*** Okuma Metni ***
16 Eylül 2014 Salı

Sebepsiz Sonuç Olur mu?


Sebep sonuç ilişkilerinden bahsedilir ya hani…

Aslında bütün ilişkiler sebep ve sonuç arasındadır.

Elinizle göl arasındaki ilşki sizin taşı göle atmanızla oluşur, sonuçsa  dalgacıklardır.

O halde “ilişkinin” insan iradesiyle bir ilgisi var mıdır? Yani  büyük balık küçük balıkları yediğinde küçük balıklar soylarını sürdürmek için ürerler. İyi de balıklar bunun bir “ilişki” olduğunun farkında mıdır?

İlişki bizim bilerek ya da bilmeyerek bir takım  kişilerle veya nesnelerle veya olgularla kendi aramızda kurulan bir “temas”. İyi ya da kötü dünyaya dokunmadan yaşayamıyoruz.

Dokunma şeklimize göreyse farklı sonuçlar meydana geliyor. İyi de neden?

Çünkü dünyaya her dokunuşumuzda ama her seferinde mutlaka bir şeylerin yeri değişiyor. Bu yer değişimi, insan dışındaki varlıkların sınırlarını aştığında kirlilik, türlerin yok olması gibi” sonuçlar” meydana geliyor.

“İyi” diye bildiğimiz davranışlar, dokunduğumuz ilk kişiden başlayarak yayılan bir memnuniyet dalgası meydana getiriyor. Herhalde zaten hayatımız boyunca sadece  bir göle devamlı taşlar atarak yaşıyoruz.

Kötü diye bildiğimiz davranışlarda da  memnuniyetsizlik/hoşnutsuzluk dalgaları oluşuyor.

Sorun insanların kurulu bir makine gibi sebep sonuç ilişkilerine bağlanması değil.

Sorun insanın iradesiyle giriştiği her eylemin istisnasız bir sonuç yaratıyor olması.

Sorun, doğanın kendi düzenlilikleriyle devam etmesi ve insan  iradesinin bu düzenliliklerin dışına çıkarak "bambaşka" sonuçlar meydana getirmesi.

Sebep sonuç ilşikisi inkâr edilemeyecek, reddedilemeyecek bir gerçek.

Esas sorunumuz tabiatta meydana gelen düzenli değişimlerin ilişkisiyle insan iradesinin sebep olduğu sonuçların ikisinin de kaçınılmazlığını aynı şeyler sanmamız.

Bu açıdan bakınca dinler ne işe yarıyor? Din de nereden geldi değil mi aklıma? Bugünlerde “Kurtuluşun İslâm’da olduğunu söyleyen kelle kesiciler” dine bakışımı bir hayli  sarstı da ondan.

Din  bize, anladığım kadarıyla belli bir sebep sonuç ilişkisi içinde yaşadığımızı hatırlatıyor ve bunu hatırlamamız için de bir takım ritüeller sunuyor. Bu sınır aşıldığında ritüellerin kendisi, memnuniyetsizlik yaratan taşlara dönüyor. Olay sanırım bu.
*** Kayıt Kümesi ***
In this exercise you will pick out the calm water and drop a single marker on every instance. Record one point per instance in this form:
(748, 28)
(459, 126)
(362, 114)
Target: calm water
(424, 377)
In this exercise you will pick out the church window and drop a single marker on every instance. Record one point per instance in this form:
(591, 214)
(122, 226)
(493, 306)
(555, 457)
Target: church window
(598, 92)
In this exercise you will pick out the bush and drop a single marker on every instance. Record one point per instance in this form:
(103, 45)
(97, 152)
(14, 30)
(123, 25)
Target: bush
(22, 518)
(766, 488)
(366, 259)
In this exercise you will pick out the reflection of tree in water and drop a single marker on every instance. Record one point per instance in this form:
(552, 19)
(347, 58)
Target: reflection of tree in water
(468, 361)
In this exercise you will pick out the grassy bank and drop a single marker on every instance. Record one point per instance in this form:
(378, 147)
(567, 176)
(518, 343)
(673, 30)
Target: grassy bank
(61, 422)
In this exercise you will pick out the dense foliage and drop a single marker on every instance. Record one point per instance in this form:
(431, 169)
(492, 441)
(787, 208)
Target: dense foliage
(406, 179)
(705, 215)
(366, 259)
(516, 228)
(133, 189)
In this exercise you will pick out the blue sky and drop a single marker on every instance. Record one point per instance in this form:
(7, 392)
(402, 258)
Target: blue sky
***
*** Kayıt Kümesi ***
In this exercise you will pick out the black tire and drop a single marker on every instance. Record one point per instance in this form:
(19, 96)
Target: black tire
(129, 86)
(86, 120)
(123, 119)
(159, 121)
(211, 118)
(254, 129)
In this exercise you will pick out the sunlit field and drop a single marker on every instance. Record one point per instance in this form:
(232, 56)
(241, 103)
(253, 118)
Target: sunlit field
***
*** Kayıt Kümesi ***
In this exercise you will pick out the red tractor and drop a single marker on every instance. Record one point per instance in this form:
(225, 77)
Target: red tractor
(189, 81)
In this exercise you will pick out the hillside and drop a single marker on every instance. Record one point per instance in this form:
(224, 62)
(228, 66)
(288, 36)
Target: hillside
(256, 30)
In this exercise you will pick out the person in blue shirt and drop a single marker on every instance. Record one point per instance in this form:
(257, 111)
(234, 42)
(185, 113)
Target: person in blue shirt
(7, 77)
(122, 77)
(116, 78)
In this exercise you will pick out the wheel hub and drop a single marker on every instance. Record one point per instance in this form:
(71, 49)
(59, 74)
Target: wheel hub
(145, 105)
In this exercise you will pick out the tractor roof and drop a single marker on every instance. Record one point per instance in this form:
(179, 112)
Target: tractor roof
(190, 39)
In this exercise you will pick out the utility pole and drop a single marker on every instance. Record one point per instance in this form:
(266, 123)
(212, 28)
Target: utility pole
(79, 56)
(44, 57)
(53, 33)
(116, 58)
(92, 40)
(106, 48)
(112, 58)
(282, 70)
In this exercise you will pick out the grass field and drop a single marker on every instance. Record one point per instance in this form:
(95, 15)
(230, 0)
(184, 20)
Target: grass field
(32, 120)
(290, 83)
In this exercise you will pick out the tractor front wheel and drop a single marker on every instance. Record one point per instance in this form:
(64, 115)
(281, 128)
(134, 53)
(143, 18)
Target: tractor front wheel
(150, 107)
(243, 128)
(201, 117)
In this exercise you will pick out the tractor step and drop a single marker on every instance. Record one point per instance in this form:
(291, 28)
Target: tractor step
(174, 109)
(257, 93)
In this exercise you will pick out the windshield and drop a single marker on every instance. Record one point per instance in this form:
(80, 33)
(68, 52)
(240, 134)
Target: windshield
***
Görev.
Okuma metnindeki "Çünkü dünyaya her dokunuşumuzda" sözleriyle başlayan paragrafı, temel bilgilerini koruyarak kısa bir madde listesi hâlinde yeniden yazınız.

Alıştırma Sonucu.
- Dünyaya her dokunuşumuzda mutlaka bir şeylerin yeri değişir.
- Bu yer değişimi insan dışındaki varlıkların sınırlarını aştığında kirlilik ve türlerin yok olması gibi sonuçlar ortaya çıkar.